* **Records**
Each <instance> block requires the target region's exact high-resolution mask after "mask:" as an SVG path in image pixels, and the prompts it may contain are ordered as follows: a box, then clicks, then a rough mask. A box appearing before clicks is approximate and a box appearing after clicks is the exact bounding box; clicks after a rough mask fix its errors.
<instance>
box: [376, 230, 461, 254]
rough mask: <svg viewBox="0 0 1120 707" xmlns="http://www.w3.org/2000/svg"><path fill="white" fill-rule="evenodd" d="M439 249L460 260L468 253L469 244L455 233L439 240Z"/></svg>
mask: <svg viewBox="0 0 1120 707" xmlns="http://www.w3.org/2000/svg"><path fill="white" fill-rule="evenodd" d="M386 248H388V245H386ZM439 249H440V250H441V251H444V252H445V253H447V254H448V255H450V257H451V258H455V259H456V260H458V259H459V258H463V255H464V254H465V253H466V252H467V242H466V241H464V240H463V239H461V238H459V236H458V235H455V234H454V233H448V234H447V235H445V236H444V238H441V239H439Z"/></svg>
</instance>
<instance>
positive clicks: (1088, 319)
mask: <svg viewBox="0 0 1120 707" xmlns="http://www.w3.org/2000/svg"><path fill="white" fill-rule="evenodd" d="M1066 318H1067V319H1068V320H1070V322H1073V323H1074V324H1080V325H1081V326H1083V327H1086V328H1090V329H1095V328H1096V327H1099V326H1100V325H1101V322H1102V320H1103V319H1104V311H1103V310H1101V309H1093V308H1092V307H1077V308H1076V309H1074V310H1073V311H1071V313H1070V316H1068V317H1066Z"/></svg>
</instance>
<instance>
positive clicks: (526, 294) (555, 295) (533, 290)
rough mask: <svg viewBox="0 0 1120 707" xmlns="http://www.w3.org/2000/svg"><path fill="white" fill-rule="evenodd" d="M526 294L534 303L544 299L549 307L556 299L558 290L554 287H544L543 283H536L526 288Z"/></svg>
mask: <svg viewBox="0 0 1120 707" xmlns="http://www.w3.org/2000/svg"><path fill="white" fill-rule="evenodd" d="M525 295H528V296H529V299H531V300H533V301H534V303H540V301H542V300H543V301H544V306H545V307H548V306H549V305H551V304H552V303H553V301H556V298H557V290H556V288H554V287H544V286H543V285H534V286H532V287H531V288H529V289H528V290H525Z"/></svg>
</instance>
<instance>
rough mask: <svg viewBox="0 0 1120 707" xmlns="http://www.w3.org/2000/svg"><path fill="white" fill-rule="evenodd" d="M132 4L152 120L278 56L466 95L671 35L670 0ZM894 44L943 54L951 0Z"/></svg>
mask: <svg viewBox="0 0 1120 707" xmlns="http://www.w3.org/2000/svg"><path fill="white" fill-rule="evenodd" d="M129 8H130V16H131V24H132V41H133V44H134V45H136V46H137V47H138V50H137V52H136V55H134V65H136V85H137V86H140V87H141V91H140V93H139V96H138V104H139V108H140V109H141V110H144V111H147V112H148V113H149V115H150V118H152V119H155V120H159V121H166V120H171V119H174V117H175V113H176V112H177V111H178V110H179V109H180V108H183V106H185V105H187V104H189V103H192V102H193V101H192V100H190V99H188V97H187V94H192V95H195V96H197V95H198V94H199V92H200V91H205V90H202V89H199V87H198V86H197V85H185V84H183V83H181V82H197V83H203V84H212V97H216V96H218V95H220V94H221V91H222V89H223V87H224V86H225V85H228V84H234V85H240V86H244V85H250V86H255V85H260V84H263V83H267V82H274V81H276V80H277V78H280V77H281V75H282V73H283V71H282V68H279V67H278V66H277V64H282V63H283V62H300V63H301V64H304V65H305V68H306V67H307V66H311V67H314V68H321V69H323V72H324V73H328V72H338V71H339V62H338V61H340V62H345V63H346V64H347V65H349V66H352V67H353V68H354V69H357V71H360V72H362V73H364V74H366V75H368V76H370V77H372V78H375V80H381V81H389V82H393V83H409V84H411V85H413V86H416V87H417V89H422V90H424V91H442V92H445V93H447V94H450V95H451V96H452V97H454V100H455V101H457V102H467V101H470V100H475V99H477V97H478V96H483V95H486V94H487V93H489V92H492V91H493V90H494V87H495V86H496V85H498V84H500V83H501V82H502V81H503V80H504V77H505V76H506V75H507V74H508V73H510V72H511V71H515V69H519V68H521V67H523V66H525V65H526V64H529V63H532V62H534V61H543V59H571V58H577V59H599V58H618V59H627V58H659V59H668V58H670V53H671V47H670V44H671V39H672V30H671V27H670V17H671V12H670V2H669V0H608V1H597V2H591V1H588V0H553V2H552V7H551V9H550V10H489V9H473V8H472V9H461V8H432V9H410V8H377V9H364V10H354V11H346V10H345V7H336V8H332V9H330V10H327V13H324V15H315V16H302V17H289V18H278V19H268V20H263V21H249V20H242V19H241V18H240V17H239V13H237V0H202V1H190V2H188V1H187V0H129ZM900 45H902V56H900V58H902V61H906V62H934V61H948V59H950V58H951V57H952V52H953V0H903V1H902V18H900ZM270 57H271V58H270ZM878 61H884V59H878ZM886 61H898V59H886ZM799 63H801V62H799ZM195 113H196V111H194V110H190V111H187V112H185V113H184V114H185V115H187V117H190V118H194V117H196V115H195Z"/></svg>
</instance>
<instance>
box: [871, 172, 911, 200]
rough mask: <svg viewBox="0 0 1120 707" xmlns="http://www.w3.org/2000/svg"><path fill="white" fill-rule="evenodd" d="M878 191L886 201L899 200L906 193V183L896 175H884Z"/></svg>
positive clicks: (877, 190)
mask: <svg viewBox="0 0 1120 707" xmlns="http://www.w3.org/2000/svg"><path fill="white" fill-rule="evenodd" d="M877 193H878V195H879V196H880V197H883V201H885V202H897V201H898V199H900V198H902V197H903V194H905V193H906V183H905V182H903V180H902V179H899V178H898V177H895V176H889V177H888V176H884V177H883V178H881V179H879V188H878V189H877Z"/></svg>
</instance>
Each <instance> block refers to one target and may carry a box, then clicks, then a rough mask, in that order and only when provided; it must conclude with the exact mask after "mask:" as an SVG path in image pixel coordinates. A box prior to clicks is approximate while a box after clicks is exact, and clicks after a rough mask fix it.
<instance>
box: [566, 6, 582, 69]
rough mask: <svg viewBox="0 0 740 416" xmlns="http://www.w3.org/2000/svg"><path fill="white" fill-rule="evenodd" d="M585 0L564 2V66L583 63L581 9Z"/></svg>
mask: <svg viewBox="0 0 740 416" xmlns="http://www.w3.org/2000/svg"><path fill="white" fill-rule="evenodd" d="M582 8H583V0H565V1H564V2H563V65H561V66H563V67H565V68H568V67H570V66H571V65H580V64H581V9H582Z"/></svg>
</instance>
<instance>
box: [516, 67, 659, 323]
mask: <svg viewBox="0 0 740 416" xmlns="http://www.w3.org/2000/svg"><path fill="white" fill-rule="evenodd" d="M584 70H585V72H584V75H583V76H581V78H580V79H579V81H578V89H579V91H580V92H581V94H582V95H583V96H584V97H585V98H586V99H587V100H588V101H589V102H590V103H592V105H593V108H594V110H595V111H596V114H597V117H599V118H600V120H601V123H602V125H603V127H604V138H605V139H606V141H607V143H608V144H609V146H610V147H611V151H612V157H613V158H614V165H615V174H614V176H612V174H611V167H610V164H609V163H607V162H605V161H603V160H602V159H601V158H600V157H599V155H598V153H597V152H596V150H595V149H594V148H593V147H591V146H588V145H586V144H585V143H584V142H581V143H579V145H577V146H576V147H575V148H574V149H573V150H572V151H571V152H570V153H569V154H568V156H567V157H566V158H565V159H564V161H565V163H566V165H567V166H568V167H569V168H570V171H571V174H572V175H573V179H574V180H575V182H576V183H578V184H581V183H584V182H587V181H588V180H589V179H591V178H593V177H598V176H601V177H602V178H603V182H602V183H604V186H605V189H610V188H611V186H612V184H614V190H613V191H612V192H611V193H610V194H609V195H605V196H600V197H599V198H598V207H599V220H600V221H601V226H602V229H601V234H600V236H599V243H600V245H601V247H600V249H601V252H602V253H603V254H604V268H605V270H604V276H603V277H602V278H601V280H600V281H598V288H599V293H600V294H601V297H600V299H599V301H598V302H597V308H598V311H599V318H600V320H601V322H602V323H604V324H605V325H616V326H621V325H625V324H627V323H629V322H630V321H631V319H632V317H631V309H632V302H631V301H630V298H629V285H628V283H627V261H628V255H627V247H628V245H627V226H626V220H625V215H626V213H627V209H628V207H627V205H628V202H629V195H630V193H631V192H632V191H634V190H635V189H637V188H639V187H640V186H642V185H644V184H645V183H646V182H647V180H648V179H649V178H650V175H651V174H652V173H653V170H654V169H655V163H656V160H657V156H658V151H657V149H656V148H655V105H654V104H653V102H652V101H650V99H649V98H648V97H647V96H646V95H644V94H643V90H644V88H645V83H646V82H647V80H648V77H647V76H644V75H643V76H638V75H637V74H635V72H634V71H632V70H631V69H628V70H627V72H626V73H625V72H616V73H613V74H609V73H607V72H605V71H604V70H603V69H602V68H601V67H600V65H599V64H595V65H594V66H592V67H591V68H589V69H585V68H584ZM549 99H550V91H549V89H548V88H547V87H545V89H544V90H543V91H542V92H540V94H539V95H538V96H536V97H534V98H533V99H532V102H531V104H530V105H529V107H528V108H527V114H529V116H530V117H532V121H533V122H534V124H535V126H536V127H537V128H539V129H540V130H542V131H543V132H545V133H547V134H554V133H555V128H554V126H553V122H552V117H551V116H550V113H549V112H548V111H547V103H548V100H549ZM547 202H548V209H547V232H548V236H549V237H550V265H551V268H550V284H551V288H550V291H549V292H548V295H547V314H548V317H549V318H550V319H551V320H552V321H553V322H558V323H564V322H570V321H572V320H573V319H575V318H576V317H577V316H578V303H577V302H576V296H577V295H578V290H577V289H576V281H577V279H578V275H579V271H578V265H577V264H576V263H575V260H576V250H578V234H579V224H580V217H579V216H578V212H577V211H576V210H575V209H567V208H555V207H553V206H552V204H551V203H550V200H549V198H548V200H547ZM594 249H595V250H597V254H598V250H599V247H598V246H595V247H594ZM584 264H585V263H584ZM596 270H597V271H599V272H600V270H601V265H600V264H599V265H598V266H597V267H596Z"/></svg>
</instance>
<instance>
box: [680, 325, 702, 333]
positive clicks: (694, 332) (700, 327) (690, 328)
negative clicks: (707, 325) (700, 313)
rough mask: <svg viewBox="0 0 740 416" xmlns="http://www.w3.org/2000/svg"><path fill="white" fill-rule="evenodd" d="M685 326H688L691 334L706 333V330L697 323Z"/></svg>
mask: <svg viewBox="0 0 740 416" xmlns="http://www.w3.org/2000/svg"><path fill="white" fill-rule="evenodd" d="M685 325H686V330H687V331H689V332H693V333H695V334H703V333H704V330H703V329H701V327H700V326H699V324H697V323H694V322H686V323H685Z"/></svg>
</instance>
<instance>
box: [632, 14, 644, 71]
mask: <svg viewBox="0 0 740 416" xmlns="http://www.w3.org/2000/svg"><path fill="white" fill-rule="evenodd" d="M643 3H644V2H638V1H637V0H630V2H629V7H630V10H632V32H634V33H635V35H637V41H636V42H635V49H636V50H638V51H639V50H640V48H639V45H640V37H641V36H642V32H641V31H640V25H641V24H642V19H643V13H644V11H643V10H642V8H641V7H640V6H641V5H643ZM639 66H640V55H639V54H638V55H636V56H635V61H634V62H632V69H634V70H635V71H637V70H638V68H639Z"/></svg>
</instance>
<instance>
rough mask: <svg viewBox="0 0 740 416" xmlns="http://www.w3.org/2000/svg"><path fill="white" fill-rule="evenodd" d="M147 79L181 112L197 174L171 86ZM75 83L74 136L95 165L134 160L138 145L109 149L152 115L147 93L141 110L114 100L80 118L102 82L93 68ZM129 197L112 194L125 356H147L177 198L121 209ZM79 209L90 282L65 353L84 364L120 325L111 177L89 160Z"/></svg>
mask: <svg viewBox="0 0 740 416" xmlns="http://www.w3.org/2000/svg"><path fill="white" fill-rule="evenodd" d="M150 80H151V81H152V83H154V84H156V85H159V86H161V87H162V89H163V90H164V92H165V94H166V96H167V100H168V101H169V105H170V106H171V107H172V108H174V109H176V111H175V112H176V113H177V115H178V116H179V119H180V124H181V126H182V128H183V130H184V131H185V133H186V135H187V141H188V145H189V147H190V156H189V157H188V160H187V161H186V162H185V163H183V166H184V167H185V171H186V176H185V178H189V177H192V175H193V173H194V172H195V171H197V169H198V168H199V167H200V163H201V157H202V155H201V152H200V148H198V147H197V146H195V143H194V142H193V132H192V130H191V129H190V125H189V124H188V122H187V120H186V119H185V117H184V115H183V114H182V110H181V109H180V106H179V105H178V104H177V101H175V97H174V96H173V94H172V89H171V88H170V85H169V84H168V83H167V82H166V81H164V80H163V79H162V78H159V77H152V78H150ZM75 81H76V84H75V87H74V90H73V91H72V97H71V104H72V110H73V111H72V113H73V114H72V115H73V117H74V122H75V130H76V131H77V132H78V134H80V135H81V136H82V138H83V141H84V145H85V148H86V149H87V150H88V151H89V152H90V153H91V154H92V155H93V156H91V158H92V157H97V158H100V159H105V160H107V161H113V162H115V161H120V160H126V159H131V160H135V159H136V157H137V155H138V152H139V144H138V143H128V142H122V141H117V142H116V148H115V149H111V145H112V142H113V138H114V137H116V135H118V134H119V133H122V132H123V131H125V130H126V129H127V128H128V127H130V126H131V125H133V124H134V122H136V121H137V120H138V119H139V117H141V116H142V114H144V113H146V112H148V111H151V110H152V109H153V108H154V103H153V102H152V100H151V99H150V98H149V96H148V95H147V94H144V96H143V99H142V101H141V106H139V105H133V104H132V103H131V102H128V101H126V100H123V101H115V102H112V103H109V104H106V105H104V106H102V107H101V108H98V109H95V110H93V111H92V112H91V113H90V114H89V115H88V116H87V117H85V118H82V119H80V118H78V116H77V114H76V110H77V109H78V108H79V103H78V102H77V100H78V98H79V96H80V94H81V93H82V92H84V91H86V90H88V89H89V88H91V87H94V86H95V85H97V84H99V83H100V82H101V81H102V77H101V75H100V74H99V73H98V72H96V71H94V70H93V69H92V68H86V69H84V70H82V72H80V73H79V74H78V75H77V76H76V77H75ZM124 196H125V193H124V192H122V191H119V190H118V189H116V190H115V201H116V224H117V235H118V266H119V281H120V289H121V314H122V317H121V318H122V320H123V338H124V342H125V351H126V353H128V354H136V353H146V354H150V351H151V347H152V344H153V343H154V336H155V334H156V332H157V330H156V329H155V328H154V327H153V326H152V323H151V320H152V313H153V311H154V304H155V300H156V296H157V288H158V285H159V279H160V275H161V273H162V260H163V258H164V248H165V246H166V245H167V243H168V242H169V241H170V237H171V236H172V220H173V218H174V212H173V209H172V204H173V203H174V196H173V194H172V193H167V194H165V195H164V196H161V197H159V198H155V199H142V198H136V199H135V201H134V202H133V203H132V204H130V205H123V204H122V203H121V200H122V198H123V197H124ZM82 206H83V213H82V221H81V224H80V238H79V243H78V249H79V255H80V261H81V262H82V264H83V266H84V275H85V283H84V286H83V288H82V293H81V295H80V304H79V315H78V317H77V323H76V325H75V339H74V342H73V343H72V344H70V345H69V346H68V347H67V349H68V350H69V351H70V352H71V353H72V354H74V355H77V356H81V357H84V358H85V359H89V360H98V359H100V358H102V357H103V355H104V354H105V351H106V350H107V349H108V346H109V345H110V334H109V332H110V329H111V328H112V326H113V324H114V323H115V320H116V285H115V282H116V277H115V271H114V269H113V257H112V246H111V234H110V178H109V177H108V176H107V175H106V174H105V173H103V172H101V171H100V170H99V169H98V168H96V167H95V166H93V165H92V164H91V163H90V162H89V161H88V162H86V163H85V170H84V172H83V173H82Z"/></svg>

* **Task requirements**
The lines above starting at the one that contains "box: [376, 230, 461, 254]" and ending at the one that contains "positive clicks: (526, 294)" must be transcribed exactly, and no other lines may appear.

* **Answer space**
box: [376, 230, 461, 254]
rough mask: <svg viewBox="0 0 1120 707" xmlns="http://www.w3.org/2000/svg"><path fill="white" fill-rule="evenodd" d="M439 249L460 260L468 253L469 244L455 233L439 240Z"/></svg>
mask: <svg viewBox="0 0 1120 707" xmlns="http://www.w3.org/2000/svg"><path fill="white" fill-rule="evenodd" d="M386 248H388V245H386ZM439 249H440V250H441V251H444V252H445V253H447V254H448V255H450V257H451V258H455V259H456V260H458V259H459V258H463V255H464V254H465V253H466V252H467V242H466V241H464V240H463V239H461V238H459V236H458V235H455V234H454V233H448V234H447V235H445V236H444V238H441V239H439Z"/></svg>
</instance>
<instance>
positive clicks: (1088, 319)
mask: <svg viewBox="0 0 1120 707" xmlns="http://www.w3.org/2000/svg"><path fill="white" fill-rule="evenodd" d="M1066 318H1067V319H1068V320H1070V322H1073V323H1074V324H1080V325H1081V326H1083V327H1086V328H1090V329H1095V328H1096V327H1099V326H1100V325H1101V322H1102V320H1103V319H1104V311H1103V310H1101V309H1093V308H1092V307H1077V308H1076V309H1074V310H1073V311H1071V313H1070V316H1068V317H1066Z"/></svg>
</instance>
<instance>
positive clicks: (526, 294) (555, 295) (533, 290)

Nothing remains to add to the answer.